WORK TASK
Retype the listing that follows without a single change.

::: SOURCE DATA

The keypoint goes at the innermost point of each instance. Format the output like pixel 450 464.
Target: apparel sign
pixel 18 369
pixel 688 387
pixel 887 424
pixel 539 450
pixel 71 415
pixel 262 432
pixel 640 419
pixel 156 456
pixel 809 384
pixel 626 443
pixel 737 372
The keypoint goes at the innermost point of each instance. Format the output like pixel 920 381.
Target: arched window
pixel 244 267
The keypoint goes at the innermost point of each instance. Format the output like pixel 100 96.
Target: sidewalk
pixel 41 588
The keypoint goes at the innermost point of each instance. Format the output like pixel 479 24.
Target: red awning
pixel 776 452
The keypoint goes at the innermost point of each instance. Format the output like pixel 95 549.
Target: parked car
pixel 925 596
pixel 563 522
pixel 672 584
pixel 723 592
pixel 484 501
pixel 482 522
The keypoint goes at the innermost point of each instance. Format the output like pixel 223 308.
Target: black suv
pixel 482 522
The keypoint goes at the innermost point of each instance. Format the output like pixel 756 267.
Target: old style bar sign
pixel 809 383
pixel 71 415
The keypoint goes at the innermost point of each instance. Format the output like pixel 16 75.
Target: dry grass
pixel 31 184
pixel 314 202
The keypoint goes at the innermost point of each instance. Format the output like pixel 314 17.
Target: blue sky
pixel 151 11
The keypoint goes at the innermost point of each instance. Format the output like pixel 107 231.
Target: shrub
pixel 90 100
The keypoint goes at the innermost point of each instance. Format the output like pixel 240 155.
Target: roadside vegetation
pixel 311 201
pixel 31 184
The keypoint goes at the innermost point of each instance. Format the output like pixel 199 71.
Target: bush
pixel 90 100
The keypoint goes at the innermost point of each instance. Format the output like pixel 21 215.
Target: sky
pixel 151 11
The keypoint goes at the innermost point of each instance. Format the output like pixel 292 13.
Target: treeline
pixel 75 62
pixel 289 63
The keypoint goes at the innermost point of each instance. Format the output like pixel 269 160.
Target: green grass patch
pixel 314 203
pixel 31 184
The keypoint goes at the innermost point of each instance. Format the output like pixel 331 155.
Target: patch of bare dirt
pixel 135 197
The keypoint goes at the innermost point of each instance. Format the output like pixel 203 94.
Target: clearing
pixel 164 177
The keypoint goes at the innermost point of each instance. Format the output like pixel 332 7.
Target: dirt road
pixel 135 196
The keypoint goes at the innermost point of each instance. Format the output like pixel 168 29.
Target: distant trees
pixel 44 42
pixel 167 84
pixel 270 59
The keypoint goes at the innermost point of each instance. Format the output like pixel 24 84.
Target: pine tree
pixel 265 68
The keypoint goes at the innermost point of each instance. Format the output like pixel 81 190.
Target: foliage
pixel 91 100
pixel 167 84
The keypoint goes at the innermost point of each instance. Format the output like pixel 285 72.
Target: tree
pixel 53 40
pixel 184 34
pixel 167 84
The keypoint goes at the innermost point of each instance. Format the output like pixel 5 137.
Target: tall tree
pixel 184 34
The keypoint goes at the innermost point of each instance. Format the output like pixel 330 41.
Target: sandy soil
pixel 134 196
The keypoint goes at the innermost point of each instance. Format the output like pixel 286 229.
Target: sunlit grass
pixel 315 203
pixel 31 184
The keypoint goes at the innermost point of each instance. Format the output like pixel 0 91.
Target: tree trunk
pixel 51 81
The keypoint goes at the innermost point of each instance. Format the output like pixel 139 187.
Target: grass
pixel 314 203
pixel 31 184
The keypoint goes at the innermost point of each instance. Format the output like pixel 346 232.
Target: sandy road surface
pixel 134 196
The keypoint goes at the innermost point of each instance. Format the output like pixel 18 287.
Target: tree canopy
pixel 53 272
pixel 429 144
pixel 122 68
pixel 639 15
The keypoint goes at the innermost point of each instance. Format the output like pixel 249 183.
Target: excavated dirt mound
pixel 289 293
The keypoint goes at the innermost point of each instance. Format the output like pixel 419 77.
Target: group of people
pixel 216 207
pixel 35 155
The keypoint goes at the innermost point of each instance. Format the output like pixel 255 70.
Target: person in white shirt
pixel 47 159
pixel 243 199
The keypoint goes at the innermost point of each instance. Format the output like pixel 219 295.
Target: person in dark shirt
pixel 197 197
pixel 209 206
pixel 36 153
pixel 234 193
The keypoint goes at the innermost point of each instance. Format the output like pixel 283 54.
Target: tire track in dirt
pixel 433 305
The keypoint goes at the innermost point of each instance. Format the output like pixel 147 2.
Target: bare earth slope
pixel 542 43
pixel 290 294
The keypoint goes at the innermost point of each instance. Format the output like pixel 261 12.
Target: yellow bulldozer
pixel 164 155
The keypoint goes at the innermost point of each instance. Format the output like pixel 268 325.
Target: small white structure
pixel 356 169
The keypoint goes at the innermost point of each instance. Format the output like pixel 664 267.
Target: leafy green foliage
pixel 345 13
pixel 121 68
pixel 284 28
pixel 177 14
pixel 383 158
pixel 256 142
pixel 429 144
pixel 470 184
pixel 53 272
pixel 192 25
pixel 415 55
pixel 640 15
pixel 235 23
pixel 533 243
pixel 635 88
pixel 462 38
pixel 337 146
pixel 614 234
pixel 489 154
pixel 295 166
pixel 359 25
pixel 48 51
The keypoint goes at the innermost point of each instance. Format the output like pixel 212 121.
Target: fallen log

::::::

TASK RESPONSE
The keypoint goes at the innermost point of each instance. Format the output like pixel 450 464.
Target: apparel sign
pixel 18 369
pixel 688 387
pixel 887 424
pixel 539 450
pixel 71 415
pixel 262 432
pixel 640 419
pixel 156 456
pixel 809 384
pixel 626 443
pixel 737 372
The keypoint goes at the innermost point of each instance. Format the output like pixel 920 381.
Target: arched window
pixel 244 267
The keypoint goes at the innermost point of each instance. Format the output like pixel 100 96.
Target: sidewalk
pixel 41 588
The keypoint goes at the innermost point of each instance. Format the output like pixel 479 24.
Target: red awning
pixel 776 452
The keypoint goes at the innermost point of each instance. Format the output like pixel 95 549.
Target: parked car
pixel 925 596
pixel 563 522
pixel 672 584
pixel 723 592
pixel 484 501
pixel 482 522
The keypoint goes at the innermost point of each instance. Format the output like pixel 223 308.
Target: black suv
pixel 482 522
The keypoint goes at the innermost point of each instance. Format the output like pixel 756 267.
Target: old style bar sign
pixel 809 383
pixel 71 415
The keypoint goes at the innermost point of each instance. Format the output like pixel 16 75.
Target: dry grass
pixel 31 184
pixel 314 202
The keypoint goes at the innermost point of each instance. Format the output like pixel 314 17.
Target: blue sky
pixel 151 11
The keypoint goes at the innermost point of each instance. Format the output like pixel 107 231.
Target: shrub
pixel 90 100
The keypoint goes at the innermost point of each instance. Format the output like pixel 240 155.
Target: roadside vegetation
pixel 311 201
pixel 31 184
The keypoint goes at the innermost point of each instance. Format the output like pixel 199 71.
Target: bush
pixel 90 100
The keypoint goes at the innermost point of each instance. Format the output like pixel 21 215.
Target: sky
pixel 151 11
The keypoint goes at the innermost point of each instance. Format the output like pixel 292 13.
Target: treeline
pixel 75 62
pixel 289 63
The keypoint goes at the innermost point of each instance. Format the output like pixel 269 160.
Target: green grass patch
pixel 314 203
pixel 31 184
The keypoint goes at the innermost point of each instance. Format the output like pixel 331 155.
Target: patch of bare dirt
pixel 135 197
The keypoint goes at the innermost point of each instance. Format the output like pixel 203 94.
Target: clearing
pixel 164 177
The keypoint goes at the innermost point of each instance. Format the output like pixel 332 7.
Target: dirt road
pixel 135 196
The keypoint goes at the innermost point of each instance. Format the output like pixel 168 29.
Target: distant trees
pixel 44 42
pixel 167 84
pixel 270 59
The keypoint goes at the innermost point of each instance. Format the output like pixel 24 84.
Target: pine tree
pixel 265 68
The keypoint goes at the innermost point of each instance. Format the output like pixel 81 190.
Target: foliage
pixel 91 100
pixel 167 84
The keypoint goes at the innermost point of each instance. Format the output like pixel 285 72.
Target: tree
pixel 53 40
pixel 184 34
pixel 167 84
The keypoint goes at the innermost point of each instance. Format the output like pixel 5 137.
Target: tall tree
pixel 184 34
The keypoint goes at the innermost point of each instance. Format the output like pixel 330 41.
Target: sandy soil
pixel 134 196
The keypoint goes at the innermost point of each instance. Format the output like pixel 286 229.
Target: sunlit grass
pixel 315 203
pixel 31 184
The keypoint goes at the innermost point of each instance. Format the output like pixel 0 91.
Target: tree trunk
pixel 51 81
The keypoint goes at the innermost point of each instance. Format the output like pixel 139 187.
Target: grass
pixel 314 203
pixel 31 184
The keypoint goes at the innermost point of each instance. Format the output like pixel 346 232.
Target: sandy road surface
pixel 134 196
The keypoint goes at the innermost point of each instance. Format the output like pixel 18 287.
Target: tree canopy
pixel 53 272
pixel 429 144
pixel 122 68
pixel 639 15
The keypoint goes at the innermost point of each instance. Format the output like pixel 249 183.
Target: excavated dirt mound
pixel 289 293
The keypoint goes at the innermost point of each instance. Format the output like pixel 419 77.
Target: group of people
pixel 216 207
pixel 35 155
The keypoint goes at the innermost point of each instance. Format the output like pixel 255 70.
Target: person in white shirt
pixel 47 159
pixel 243 199
The keypoint goes at the innermost point of each instance. Format the output like pixel 219 295.
Target: person in dark shirt
pixel 197 197
pixel 209 206
pixel 36 153
pixel 234 193
The keypoint goes at the innermost point of each instance. Format the output like pixel 283 54.
Target: tire track in dirt
pixel 433 305
The keypoint goes at the innermost point of each instance. Format the output like pixel 147 2.
Target: bare earth slope
pixel 542 43
pixel 290 294
The keypoint goes at the innermost point of each instance. Format the output like pixel 261 12.
Target: yellow bulldozer
pixel 164 155
The keypoint goes at the innermost point of each instance. Format the output like pixel 268 325.
Target: small white structure
pixel 356 169
The keypoint goes at the innermost point of each instance. Format the output like pixel 664 267.
Target: leafy green foliage
pixel 345 13
pixel 121 68
pixel 284 28
pixel 177 14
pixel 383 158
pixel 256 142
pixel 429 144
pixel 470 184
pixel 53 272
pixel 192 25
pixel 415 55
pixel 640 15
pixel 235 23
pixel 533 243
pixel 635 88
pixel 462 38
pixel 337 146
pixel 614 234
pixel 489 154
pixel 295 166
pixel 359 25
pixel 48 51
The keypoint goes at the innermost point of each instance. Format the output like pixel 212 121.
Target: fallen log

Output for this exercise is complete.